** start of READING PASSAGE **
Alright... If you would like, there is a large error log of backhand
logging turned onto max we could try to give you. It's about 150 megs
uncompressed, 10 megs compressed, and took thirty minutes to make...

Now, I know that the moderator doesn't log much, but when we have +netall
(or maybe +net1,+net2) it should log at least two or three things (sending
fd, receiving fd, received fd) per backhanded request, but it's not at
all.

The bparent socket looks to stick around fine.... and it _does_ backhand
correctly sometimes. I think.

I know it logs the pid to the error log, and that's what I've been getting
it from, but I wanted to automated the process of knocking its priority
up a bit, but grepping a growing error log isn't very good. I guess it
doesn't matter now though, since that's not even our problem, and the
machine should always be at least 50% idle...

mlee,
-Alan
Messy children. [ In reply to ]
--On mardi 24 avril 2001 01:04 -0400 Theo Schlossnagle <jesus@omniti.com>
wrote:

> BSD is missing a fundamentally useful tool --
> strace/truss. ktrace is horrible poking around to see what is going on.

My friend John Hughes has made strace work on FreeBSD. I believe his
patches made it into the version available at
http://sourceforge.net/projects/strace/
Otherwise let me know and I'll ask him what the status is. It's certainly
running fine here on my FreeBSD 4.x systems.

--
Eric
** end of READING PASSAGE **
* INSTRUCTIONS
1) Summarize the thread in two sentences.
2) Duplicate everything in the thread from "Alright... If you" down to "sometimes. I think.".
The records aren't needed for any of this.
** start of INFORMATION SHOWN **
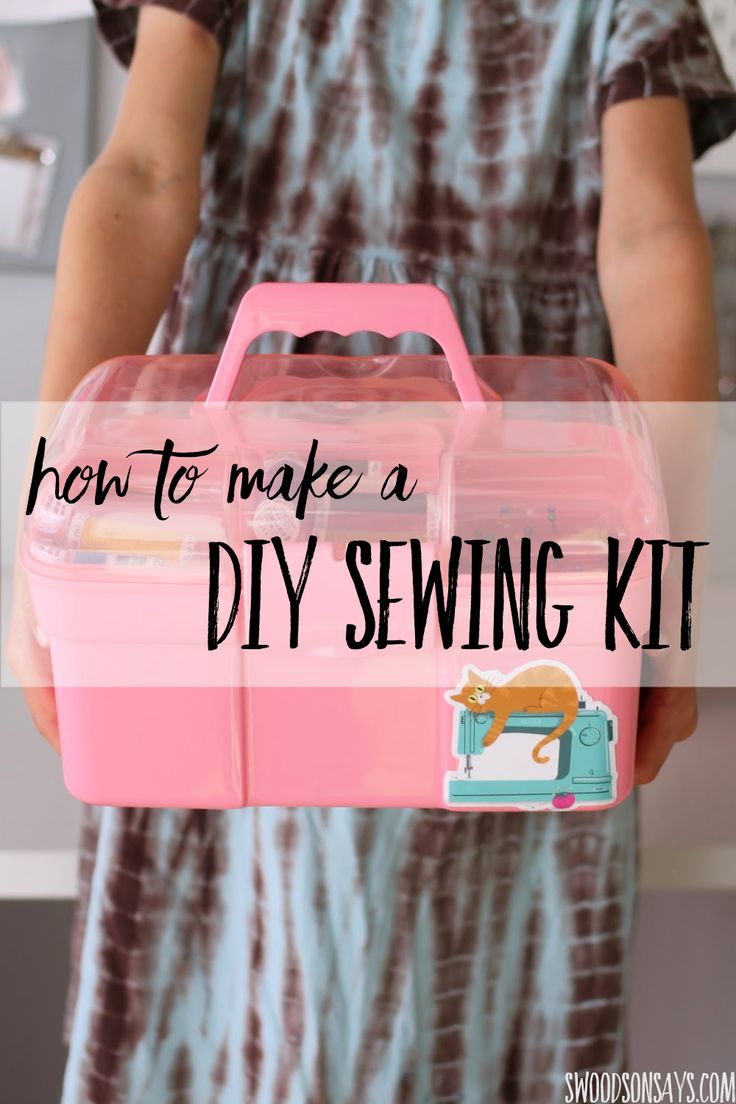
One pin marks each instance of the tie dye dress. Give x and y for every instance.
(344, 956)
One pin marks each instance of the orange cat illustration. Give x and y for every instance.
(541, 689)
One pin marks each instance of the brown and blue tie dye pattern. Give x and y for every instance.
(343, 956)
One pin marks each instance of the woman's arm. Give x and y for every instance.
(656, 276)
(135, 212)
(126, 234)
(653, 254)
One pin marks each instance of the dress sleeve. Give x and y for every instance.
(664, 49)
(118, 20)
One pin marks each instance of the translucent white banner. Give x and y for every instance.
(368, 544)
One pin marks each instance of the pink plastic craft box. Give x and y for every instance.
(550, 449)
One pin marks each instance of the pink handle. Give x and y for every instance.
(345, 308)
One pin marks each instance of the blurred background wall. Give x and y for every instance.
(683, 1012)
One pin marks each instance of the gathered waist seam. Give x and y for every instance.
(450, 267)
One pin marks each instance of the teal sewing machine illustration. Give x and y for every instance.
(585, 764)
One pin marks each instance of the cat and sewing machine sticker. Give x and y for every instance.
(531, 740)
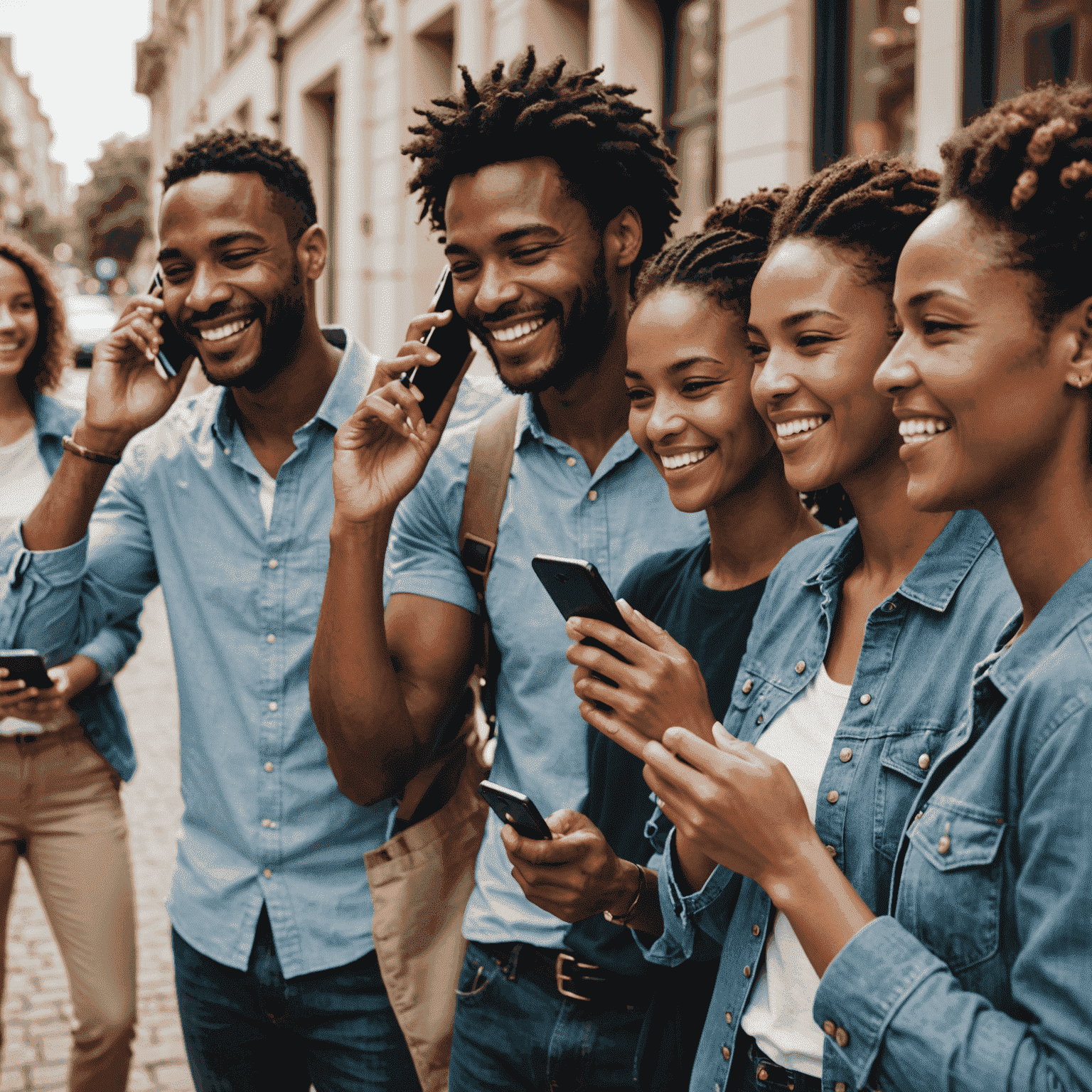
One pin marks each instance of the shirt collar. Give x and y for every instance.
(1068, 607)
(939, 572)
(350, 383)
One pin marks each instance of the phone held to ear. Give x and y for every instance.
(26, 664)
(454, 344)
(515, 808)
(175, 350)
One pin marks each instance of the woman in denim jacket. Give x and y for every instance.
(63, 751)
(837, 678)
(980, 976)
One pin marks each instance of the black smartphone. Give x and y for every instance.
(579, 591)
(454, 344)
(26, 664)
(175, 350)
(518, 809)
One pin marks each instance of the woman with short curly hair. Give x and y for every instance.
(63, 751)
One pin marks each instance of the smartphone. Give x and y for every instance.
(175, 350)
(26, 664)
(578, 590)
(454, 344)
(518, 809)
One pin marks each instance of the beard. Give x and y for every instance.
(282, 326)
(582, 336)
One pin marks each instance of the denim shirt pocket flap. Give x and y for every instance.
(951, 837)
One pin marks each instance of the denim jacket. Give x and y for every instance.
(920, 649)
(983, 976)
(99, 707)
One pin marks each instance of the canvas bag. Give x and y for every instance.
(422, 878)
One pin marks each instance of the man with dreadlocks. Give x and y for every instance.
(550, 191)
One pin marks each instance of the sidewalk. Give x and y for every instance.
(36, 1012)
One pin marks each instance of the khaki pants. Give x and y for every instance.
(60, 798)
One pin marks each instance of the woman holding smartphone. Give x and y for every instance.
(839, 688)
(980, 978)
(63, 751)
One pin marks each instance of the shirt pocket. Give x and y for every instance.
(951, 892)
(904, 762)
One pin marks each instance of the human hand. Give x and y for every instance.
(574, 875)
(661, 686)
(126, 395)
(382, 449)
(47, 707)
(733, 803)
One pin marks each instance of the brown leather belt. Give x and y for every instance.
(569, 975)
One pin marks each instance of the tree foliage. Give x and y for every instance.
(112, 210)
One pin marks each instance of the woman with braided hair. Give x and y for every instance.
(837, 710)
(688, 378)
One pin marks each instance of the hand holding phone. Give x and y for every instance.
(515, 808)
(451, 341)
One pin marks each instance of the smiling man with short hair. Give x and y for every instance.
(225, 501)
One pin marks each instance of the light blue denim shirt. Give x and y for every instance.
(614, 519)
(983, 976)
(99, 707)
(264, 820)
(909, 692)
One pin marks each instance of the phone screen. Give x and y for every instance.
(454, 344)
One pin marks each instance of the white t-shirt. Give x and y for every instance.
(23, 482)
(778, 1014)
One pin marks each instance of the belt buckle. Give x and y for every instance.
(560, 976)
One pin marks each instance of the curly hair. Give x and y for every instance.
(228, 152)
(724, 258)
(1026, 167)
(609, 155)
(866, 205)
(53, 350)
(869, 207)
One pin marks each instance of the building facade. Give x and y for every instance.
(35, 181)
(751, 93)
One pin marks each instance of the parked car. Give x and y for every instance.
(90, 319)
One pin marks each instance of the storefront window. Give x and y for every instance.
(692, 49)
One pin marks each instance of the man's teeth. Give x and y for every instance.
(801, 425)
(921, 428)
(674, 462)
(520, 330)
(221, 332)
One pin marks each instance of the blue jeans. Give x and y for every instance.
(252, 1031)
(523, 1034)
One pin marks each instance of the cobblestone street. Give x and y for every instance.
(36, 1010)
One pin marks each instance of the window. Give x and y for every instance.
(690, 49)
(865, 75)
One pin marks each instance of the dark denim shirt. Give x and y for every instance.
(99, 707)
(909, 692)
(983, 976)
** end of INFORMATION SHOWN **
* COMPLETED EXERCISE
1) Alan offers a roughly 150-megabyte error log made with backhand logging at maximum, and reports that with +netall the log should show at least two or three entries per backhanded request but shows none, though the bparent socket stays up and backhanding sometimes works. Replying to Theo Schlossnagle's complaint that BSD lacks strace/truss, Eric says his friend John Hughes has made strace work on FreeBSD, and that it runs fine on his own FreeBSD 4.x systems.

2)
Alright... If you would like, there is a large error log of backhand
logging turned onto max we could try to give you. It's about 150 megs
uncompressed, 10 megs compressed, and took thirty minutes to make...

Now, I know that the moderator doesn't log much, but when we have +netall
(or maybe +net1,+net2) it should log at least two or three things (sending
fd, receiving fd, received fd) per backhanded request, but it's not at
all.

The bparent socket looks to stick around fine.... and it _does_ backhand
correctly sometimes. I think.